[Your instructions] In every row, replace "gold" with "brass" and keep everything else as it is.

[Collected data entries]
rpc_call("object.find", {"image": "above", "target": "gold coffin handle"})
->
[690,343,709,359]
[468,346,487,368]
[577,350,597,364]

[Complete answer]
rpc_call("object.find", {"image": "above", "target": "brass coffin handle"})
->
[690,343,709,359]
[468,346,487,368]
[577,350,597,364]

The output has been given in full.